* Work to complete *
Copy the lines below, word for word, from the first through the line containing "x=25, y=132". Leave the pictures out.

----

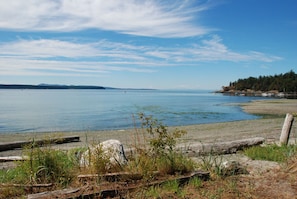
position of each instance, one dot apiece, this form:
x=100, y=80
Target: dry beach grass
x=268, y=128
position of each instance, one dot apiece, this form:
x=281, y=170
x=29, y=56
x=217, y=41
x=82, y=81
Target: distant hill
x=46, y=86
x=282, y=85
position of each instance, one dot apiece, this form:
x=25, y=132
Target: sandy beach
x=268, y=127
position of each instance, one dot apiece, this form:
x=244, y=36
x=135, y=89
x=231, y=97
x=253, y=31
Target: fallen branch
x=13, y=158
x=114, y=189
x=220, y=147
x=28, y=185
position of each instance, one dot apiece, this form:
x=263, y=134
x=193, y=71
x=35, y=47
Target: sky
x=159, y=44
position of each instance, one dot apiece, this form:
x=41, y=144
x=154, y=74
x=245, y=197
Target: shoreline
x=268, y=128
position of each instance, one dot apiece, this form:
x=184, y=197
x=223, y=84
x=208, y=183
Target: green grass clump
x=271, y=152
x=44, y=165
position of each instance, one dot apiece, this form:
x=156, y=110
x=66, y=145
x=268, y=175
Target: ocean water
x=86, y=110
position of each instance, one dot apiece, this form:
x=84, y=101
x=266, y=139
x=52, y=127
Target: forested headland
x=282, y=85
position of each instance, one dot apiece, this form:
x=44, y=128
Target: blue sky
x=162, y=44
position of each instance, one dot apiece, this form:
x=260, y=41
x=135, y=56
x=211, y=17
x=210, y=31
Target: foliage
x=45, y=165
x=284, y=83
x=161, y=151
x=271, y=152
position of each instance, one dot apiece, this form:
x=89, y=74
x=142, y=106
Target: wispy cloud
x=143, y=18
x=48, y=57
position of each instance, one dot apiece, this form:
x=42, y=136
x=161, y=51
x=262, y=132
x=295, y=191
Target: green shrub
x=44, y=165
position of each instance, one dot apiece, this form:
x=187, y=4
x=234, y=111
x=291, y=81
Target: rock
x=229, y=168
x=110, y=151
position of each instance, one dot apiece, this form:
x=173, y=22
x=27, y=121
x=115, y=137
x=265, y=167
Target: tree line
x=286, y=82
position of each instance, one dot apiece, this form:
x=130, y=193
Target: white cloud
x=48, y=57
x=144, y=18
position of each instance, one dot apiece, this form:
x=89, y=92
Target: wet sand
x=269, y=128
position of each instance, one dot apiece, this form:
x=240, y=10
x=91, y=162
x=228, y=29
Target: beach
x=268, y=127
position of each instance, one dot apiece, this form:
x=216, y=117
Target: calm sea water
x=77, y=110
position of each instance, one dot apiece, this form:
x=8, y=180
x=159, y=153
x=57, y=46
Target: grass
x=154, y=151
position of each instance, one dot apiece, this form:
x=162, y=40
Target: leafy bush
x=45, y=165
x=159, y=154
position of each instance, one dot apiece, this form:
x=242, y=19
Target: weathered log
x=13, y=158
x=113, y=177
x=20, y=144
x=28, y=185
x=57, y=194
x=220, y=147
x=112, y=191
x=286, y=130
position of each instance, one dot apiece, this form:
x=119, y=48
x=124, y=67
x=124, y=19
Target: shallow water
x=77, y=110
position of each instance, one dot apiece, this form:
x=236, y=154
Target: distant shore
x=267, y=127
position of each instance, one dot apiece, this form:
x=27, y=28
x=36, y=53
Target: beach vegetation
x=157, y=151
x=286, y=82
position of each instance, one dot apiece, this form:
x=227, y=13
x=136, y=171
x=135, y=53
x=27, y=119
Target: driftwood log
x=219, y=148
x=20, y=144
x=286, y=130
x=114, y=189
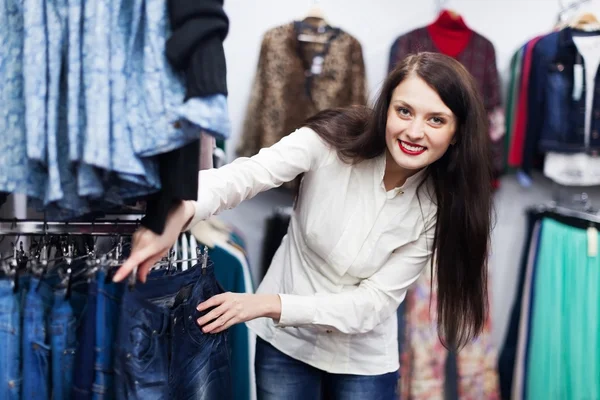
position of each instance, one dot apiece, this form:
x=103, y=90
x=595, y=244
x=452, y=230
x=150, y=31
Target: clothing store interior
x=111, y=110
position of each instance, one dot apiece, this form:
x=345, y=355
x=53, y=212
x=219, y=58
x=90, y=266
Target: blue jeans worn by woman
x=279, y=376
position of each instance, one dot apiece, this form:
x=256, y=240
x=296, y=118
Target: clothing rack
x=104, y=227
x=571, y=7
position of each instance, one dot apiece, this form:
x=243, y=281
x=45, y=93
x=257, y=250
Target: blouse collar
x=411, y=182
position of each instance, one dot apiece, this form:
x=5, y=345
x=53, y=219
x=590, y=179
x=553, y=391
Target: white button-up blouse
x=351, y=251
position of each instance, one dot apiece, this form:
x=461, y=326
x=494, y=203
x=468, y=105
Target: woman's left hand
x=233, y=308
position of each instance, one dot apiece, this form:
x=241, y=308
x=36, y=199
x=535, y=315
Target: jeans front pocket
x=143, y=354
x=38, y=387
x=10, y=349
x=68, y=361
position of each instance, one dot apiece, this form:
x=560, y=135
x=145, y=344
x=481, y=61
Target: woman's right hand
x=148, y=247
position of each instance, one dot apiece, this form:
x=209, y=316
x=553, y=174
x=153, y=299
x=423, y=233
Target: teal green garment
x=230, y=274
x=564, y=347
x=512, y=104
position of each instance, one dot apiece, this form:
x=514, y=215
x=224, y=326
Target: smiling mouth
x=410, y=148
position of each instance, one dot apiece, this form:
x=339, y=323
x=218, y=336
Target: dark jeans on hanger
x=35, y=341
x=10, y=347
x=63, y=339
x=162, y=353
x=83, y=376
x=107, y=311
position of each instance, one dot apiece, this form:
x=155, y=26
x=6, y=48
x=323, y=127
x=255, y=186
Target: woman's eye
x=403, y=111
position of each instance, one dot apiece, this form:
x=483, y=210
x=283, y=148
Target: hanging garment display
x=85, y=129
x=71, y=333
x=423, y=358
x=562, y=78
x=557, y=71
x=301, y=70
x=547, y=354
x=450, y=35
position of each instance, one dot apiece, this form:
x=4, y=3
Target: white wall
x=376, y=24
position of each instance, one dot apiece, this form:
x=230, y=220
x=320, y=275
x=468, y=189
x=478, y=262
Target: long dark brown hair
x=461, y=180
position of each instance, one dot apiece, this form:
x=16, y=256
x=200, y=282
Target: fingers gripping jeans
x=162, y=353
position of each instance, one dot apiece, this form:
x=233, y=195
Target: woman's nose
x=416, y=130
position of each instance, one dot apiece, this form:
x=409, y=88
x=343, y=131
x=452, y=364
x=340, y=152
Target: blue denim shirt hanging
x=556, y=117
x=88, y=100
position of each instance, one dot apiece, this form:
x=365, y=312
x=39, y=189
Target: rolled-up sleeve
x=374, y=300
x=226, y=187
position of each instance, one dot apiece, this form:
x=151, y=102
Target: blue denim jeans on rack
x=279, y=376
x=64, y=320
x=83, y=376
x=162, y=353
x=35, y=341
x=10, y=336
x=107, y=309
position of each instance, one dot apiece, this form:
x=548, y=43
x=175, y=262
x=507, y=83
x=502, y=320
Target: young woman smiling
x=384, y=192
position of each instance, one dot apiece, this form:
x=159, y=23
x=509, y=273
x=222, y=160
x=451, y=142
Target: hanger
x=206, y=234
x=315, y=14
x=314, y=19
x=586, y=22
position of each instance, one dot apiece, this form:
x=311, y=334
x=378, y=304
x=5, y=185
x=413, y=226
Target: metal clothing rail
x=567, y=212
x=103, y=227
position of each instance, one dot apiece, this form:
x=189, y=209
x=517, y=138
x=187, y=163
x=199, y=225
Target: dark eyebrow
x=435, y=113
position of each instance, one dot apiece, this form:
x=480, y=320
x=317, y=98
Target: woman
x=383, y=191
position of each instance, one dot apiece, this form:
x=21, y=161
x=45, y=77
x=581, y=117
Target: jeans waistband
x=203, y=281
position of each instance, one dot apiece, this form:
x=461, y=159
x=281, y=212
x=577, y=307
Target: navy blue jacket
x=555, y=121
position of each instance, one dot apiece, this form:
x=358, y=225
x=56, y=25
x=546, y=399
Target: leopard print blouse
x=285, y=92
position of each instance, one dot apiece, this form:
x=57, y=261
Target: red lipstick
x=413, y=151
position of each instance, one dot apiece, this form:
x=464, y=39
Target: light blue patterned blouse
x=88, y=99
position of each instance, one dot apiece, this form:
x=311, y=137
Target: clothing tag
x=592, y=241
x=523, y=179
x=577, y=81
x=317, y=66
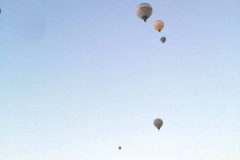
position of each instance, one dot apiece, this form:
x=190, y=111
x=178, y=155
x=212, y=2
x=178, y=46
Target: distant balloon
x=144, y=11
x=163, y=39
x=158, y=25
x=158, y=123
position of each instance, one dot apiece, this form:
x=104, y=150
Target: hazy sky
x=80, y=78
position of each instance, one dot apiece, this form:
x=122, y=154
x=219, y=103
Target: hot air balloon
x=158, y=25
x=163, y=39
x=144, y=11
x=158, y=123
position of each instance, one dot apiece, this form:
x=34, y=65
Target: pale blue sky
x=80, y=78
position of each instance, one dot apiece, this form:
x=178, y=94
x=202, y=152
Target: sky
x=79, y=78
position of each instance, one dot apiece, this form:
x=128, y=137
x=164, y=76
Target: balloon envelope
x=158, y=25
x=163, y=39
x=158, y=123
x=144, y=11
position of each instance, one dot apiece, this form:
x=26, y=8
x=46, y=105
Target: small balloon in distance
x=163, y=39
x=158, y=123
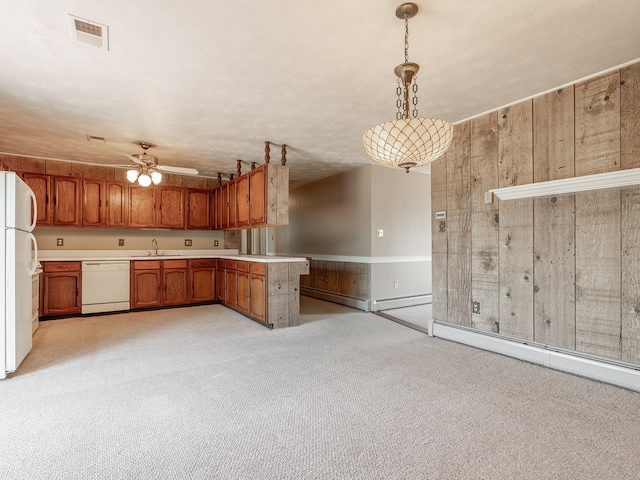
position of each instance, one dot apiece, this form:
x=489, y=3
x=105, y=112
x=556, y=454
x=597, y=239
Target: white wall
x=401, y=207
x=331, y=216
x=339, y=217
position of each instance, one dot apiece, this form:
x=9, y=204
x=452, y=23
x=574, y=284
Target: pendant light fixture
x=408, y=141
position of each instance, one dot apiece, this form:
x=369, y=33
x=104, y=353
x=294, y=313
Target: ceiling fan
x=148, y=170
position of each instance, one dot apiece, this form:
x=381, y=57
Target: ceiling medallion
x=408, y=141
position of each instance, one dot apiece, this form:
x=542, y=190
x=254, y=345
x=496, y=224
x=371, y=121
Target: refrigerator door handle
x=34, y=266
x=35, y=214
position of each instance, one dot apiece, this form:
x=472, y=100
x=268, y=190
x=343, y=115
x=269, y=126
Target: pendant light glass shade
x=144, y=180
x=132, y=175
x=407, y=143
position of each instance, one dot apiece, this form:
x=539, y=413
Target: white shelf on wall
x=587, y=183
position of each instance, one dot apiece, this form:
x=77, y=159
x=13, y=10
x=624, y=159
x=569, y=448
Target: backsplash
x=108, y=239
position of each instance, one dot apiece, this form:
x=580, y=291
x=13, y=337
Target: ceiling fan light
x=132, y=175
x=144, y=180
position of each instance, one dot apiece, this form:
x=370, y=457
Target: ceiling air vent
x=87, y=31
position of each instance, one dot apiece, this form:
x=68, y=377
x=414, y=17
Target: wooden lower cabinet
x=146, y=284
x=248, y=292
x=257, y=300
x=221, y=280
x=267, y=293
x=62, y=288
x=174, y=282
x=243, y=287
x=202, y=276
x=231, y=290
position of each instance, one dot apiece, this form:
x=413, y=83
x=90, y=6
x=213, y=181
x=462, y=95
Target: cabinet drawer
x=243, y=266
x=174, y=264
x=258, y=268
x=204, y=262
x=62, y=266
x=146, y=265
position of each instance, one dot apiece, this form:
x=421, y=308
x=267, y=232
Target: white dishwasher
x=105, y=286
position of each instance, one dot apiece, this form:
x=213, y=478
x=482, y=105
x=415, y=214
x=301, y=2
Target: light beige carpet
x=203, y=393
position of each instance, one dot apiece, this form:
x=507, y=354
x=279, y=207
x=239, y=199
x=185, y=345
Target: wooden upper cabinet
x=198, y=217
x=233, y=203
x=221, y=203
x=257, y=195
x=242, y=190
x=171, y=207
x=142, y=203
x=116, y=204
x=93, y=203
x=224, y=207
x=66, y=201
x=41, y=186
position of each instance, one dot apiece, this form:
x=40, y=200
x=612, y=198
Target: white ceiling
x=209, y=81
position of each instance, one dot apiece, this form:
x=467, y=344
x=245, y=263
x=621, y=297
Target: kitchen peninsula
x=264, y=288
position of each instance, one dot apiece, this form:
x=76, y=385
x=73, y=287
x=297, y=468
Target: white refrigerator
x=19, y=252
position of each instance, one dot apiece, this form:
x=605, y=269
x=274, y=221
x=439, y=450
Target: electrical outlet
x=476, y=307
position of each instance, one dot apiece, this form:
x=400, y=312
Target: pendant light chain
x=408, y=141
x=406, y=38
x=399, y=100
x=414, y=87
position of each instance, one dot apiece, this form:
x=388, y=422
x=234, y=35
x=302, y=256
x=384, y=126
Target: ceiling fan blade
x=180, y=170
x=134, y=159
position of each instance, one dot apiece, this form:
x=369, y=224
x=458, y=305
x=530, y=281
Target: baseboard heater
x=359, y=303
x=622, y=375
x=402, y=302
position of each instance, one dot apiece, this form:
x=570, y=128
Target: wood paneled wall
x=562, y=271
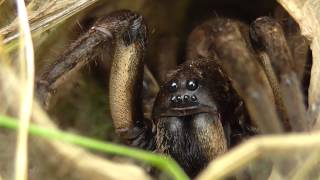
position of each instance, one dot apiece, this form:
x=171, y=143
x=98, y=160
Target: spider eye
x=173, y=87
x=192, y=85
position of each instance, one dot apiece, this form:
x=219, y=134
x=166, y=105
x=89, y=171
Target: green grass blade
x=160, y=161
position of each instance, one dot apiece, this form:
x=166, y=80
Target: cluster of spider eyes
x=190, y=85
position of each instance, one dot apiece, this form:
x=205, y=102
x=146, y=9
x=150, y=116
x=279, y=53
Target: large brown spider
x=198, y=113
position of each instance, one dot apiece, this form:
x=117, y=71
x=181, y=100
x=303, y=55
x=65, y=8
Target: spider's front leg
x=230, y=46
x=126, y=32
x=268, y=35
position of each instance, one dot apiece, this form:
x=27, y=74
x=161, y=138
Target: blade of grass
x=160, y=161
x=26, y=60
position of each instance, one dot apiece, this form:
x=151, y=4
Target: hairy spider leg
x=237, y=59
x=269, y=37
x=126, y=31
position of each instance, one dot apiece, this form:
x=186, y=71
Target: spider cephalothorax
x=198, y=113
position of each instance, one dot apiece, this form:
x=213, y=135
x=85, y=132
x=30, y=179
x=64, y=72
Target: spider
x=237, y=81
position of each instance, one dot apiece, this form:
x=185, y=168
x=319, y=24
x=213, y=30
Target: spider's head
x=187, y=117
x=185, y=93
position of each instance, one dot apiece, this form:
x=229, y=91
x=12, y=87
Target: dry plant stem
x=268, y=34
x=306, y=13
x=26, y=59
x=44, y=19
x=256, y=148
x=240, y=64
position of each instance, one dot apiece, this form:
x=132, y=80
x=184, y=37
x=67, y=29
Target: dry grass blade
x=26, y=60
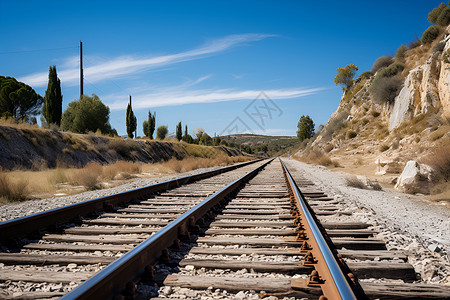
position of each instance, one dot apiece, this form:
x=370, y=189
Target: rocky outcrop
x=426, y=86
x=415, y=178
x=444, y=79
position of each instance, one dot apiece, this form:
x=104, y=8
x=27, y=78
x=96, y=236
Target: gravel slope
x=406, y=222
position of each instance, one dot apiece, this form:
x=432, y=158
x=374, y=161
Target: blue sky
x=204, y=62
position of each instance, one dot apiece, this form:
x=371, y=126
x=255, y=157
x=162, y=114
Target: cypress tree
x=179, y=132
x=131, y=121
x=151, y=124
x=52, y=109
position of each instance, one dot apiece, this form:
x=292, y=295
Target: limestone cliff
x=380, y=137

----

* The completed task *
position of each instance, one dot apiece, this form:
x=100, y=80
Target: dry beach grass
x=268, y=128
position of each instance, one dot apiece, this form:
x=281, y=170
x=29, y=56
x=217, y=41
x=82, y=81
Target: distant hill
x=46, y=86
x=282, y=85
position of each instance, one dot apiece, this form:
x=25, y=132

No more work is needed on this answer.